### Data to use
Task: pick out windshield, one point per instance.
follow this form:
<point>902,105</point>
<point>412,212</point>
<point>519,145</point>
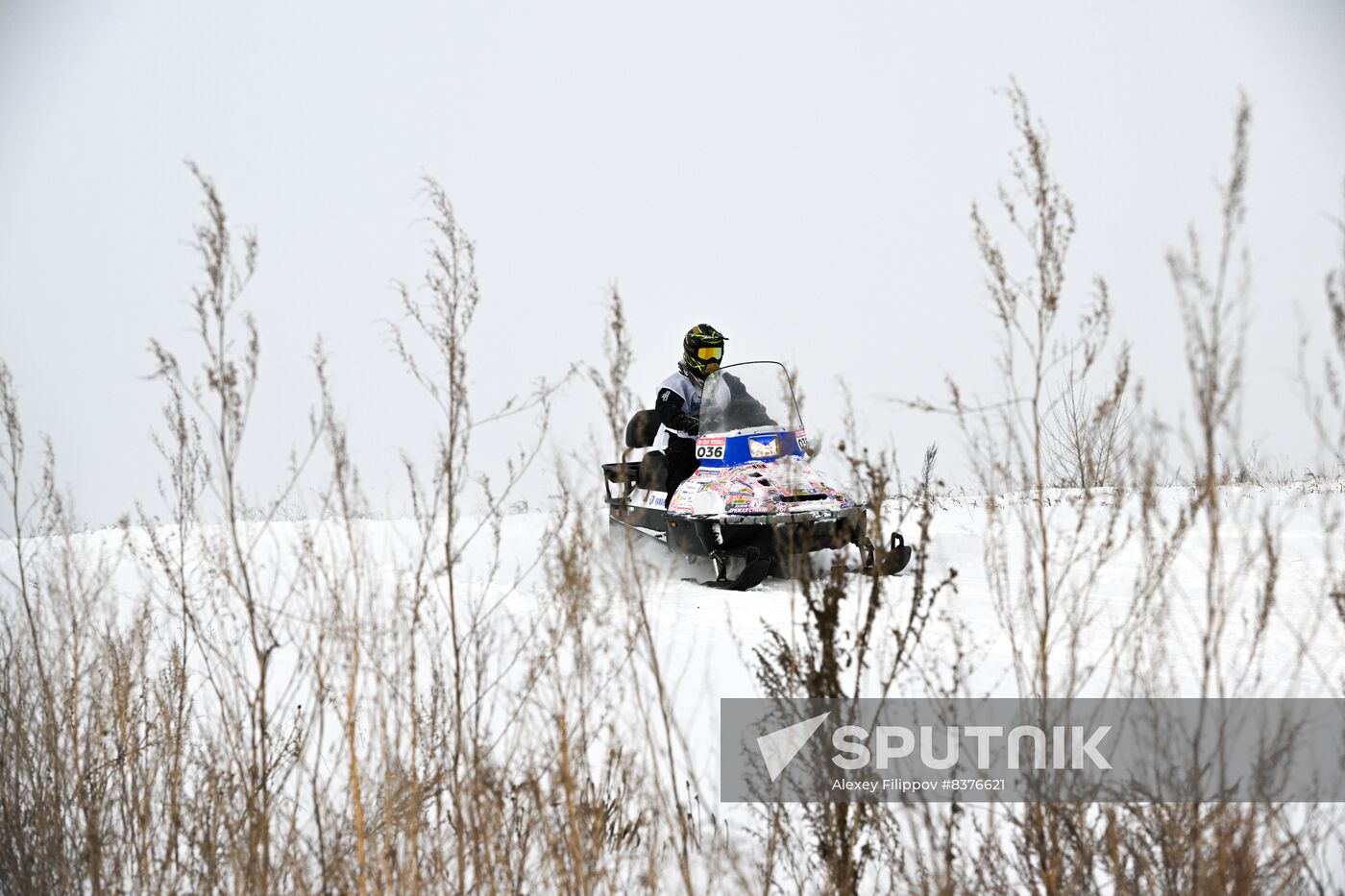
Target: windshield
<point>749,396</point>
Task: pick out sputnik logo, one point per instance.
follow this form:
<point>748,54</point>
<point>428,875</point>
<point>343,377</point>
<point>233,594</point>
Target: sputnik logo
<point>779,747</point>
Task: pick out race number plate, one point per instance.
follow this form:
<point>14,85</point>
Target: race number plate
<point>709,448</point>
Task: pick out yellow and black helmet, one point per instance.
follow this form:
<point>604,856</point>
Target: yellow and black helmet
<point>702,346</point>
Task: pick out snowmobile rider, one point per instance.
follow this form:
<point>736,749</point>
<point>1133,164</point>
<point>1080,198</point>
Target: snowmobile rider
<point>678,406</point>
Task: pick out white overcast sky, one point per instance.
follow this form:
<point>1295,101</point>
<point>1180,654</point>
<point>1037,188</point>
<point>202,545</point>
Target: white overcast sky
<point>799,175</point>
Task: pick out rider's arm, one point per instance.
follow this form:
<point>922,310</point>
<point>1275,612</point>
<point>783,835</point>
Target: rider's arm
<point>672,412</point>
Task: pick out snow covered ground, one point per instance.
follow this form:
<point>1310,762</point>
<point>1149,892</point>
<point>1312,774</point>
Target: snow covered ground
<point>703,637</point>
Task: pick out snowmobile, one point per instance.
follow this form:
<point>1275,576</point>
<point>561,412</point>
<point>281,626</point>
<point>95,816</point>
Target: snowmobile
<point>753,502</point>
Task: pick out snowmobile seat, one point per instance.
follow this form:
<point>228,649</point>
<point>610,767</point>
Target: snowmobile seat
<point>642,429</point>
<point>652,472</point>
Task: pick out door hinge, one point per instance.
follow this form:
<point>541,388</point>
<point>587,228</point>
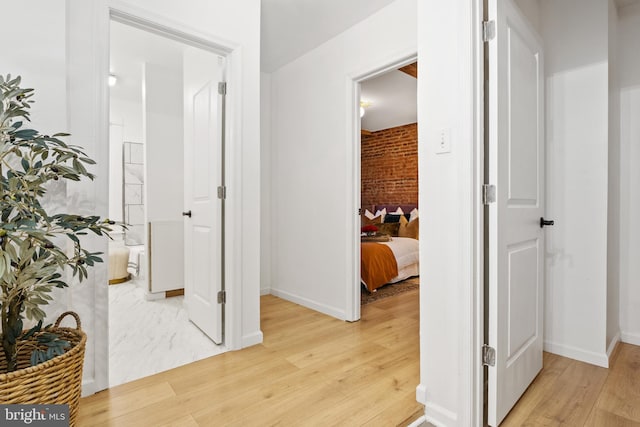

### Your task
Copy the listing above word for word, from start to finish, and leave out the pictures.

### Output for this task
Task: pick out windshield, one point per instance.
follow this form:
<point>902,105</point>
<point>412,212</point>
<point>519,145</point>
Target: windshield
<point>749,396</point>
Task: pick out sputnik logo, one point per instance.
follow this form:
<point>748,54</point>
<point>428,875</point>
<point>343,377</point>
<point>233,594</point>
Target: sputnik logo
<point>779,747</point>
Task: pick out race number plate, one point per instance.
follow this form:
<point>14,85</point>
Target: race number plate
<point>709,448</point>
Task: pick out yellow and black helmet, one point per instance.
follow this form:
<point>604,856</point>
Target: yellow and black helmet
<point>702,346</point>
Task: pick out snowmobile rider, one point per instance.
follow this form:
<point>736,749</point>
<point>1133,164</point>
<point>1080,198</point>
Target: snowmobile rider
<point>678,406</point>
Task: pick out white overcast sky, one point per instance.
follow this form:
<point>1295,101</point>
<point>1180,654</point>
<point>1037,188</point>
<point>202,545</point>
Target: white overcast sky
<point>799,175</point>
Task: pick out rider's arm, one point per instance.
follow this form:
<point>922,310</point>
<point>1275,612</point>
<point>783,835</point>
Target: rider's arm
<point>672,412</point>
Task: pick out snow covered ground, one point per instance.
follow this form:
<point>1310,762</point>
<point>1149,892</point>
<point>1312,774</point>
Target: snow covered ground
<point>703,637</point>
Task: pick out snowmobile, one point per instance.
follow this form:
<point>1275,576</point>
<point>561,412</point>
<point>281,626</point>
<point>95,816</point>
Target: snowmobile
<point>753,502</point>
Task: pick out snowmobile seat, one point per instance.
follow this form:
<point>228,649</point>
<point>610,767</point>
Target: snowmobile seat
<point>642,429</point>
<point>652,472</point>
Task: pick out door hinge, one point per instance.
follow this form:
<point>541,388</point>
<point>587,228</point>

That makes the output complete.